*** PAGE EXCERPT Section Begins ***

Skip to main content

Saturday Morning Ramblings (A Rough Draft done on 5.26.12)


The Seasons Of Our Life

In late 2010 I began doing an in-depth study on the seasons of our lives.

All the properties of seasons, how they come in cycles and how they change.  Sometimes predictable but not always.  Each season has it's pros and cons.

I did this in order to be better pastor to the people in my church who were going through their own seasons of change.  Some were getting older and having to give up routine activities.  Some were dealing with the sudden onset of disease or sickness.  Some were dealing with family changes - marriage, problems with children, etc.  Some were dealing with financial issues, loss of jobs, accumulation of debt, etc.  And of course some were dealing with the loss of friends or family, through death, or divorce, etc.

Seasons are cyclical, but our life seasons come and go in different ways than the normal seasons of the year.

*** PAGE EXCERPT Section Ends ***

*ABOUT THIS TASK:*
Reproduce the passage of the seasons-of-life post starting at "Skip to main" and ending at "or divorce, etc.".

*** MATERIAL PROVIDED Section Begins ***

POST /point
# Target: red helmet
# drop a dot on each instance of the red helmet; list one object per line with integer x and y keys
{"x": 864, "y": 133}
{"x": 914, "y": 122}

*** MATERIAL PROVIDED Section Ends ***

*EXERCISE RESULT:*
Skip to main content

Saturday Morning Ramblings (A Rough Draft done on 5.26.12)


The Seasons Of Our Life

In late 2010 I began doing an in-depth study on the seasons of our lives.

All the properties of seasons, how they come in cycles and how they change.  Sometimes predictable but not always.  Each season has it's pros and cons.

I did this in order to be better pastor to the people in my church who were going through their own seasons of change.  Some were getting older and having to give up routine activities.  Some were dealing with the sudden onset of disease or sickness.  Some were dealing with family changes - marriage, problems with children, etc.  Some were dealing with financial issues, loss of jobs, accumulation of debt, etc.  And of course some were dealing with the loss of friends or family, through death, or divorce, etc.